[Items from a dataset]
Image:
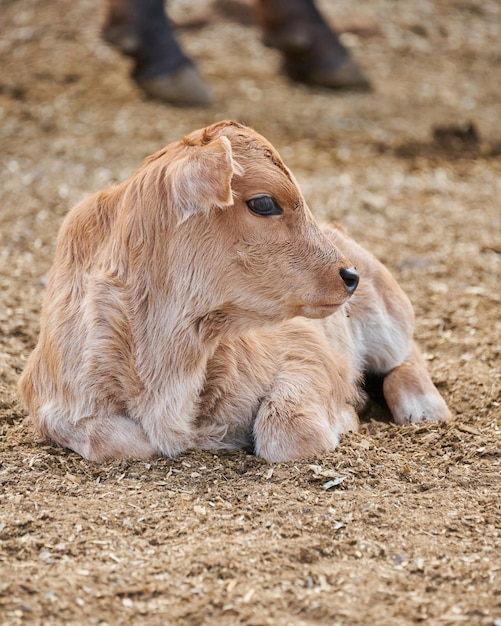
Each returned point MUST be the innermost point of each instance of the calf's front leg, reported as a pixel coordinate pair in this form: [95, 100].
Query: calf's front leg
[410, 393]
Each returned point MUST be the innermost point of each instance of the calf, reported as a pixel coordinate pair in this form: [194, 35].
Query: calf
[198, 304]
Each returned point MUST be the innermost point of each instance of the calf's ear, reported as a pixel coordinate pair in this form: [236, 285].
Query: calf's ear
[201, 180]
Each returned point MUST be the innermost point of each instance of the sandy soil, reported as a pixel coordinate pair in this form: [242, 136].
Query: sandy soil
[400, 525]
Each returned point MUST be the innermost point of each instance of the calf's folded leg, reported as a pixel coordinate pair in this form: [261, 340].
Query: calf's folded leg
[410, 393]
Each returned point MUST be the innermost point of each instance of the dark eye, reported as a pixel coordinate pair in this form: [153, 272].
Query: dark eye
[264, 205]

The exercise:
Rewrite all of the material above in full, shifting every answer coordinate by -121 so that 121 is subtracted from each x and y value. Keep the pairs that follow "in this form:" unchanged, and leave the pictures out.

Result of this task:
Image:
Each returned point MUST be the innermost point of each instance of the calf's front leg, reported as a pixel coordinate pair in this form: [95, 100].
Query: calf's front leg
[289, 272]
Each returned point MUST be the innermost point of each instance of the calf, reported as a pixel coordinate pair in this form: [194, 35].
Query: calf
[77, 183]
Each returned point MUST be the innermost point of each instance of the calf's ear, reported as a pixel coordinate pair in this form: [236, 285].
Query: calf's ear
[80, 59]
Each returned point MUST be the innermost point of each instance of the sandy soil, reported as a pixel coordinate pair in this form: [242, 136].
Query: sandy soil
[279, 404]
Each returned point MUST be the innermost point of each instance of the calf's folded leg, reported as a pixel coordinate pair in this form: [261, 340].
Query: calf's folded leg
[289, 272]
Each returned point MUST be the innermost point of each instance of the dark eye, reported as a pixel coordinate pair in this form: [153, 272].
Query: dark eye
[143, 84]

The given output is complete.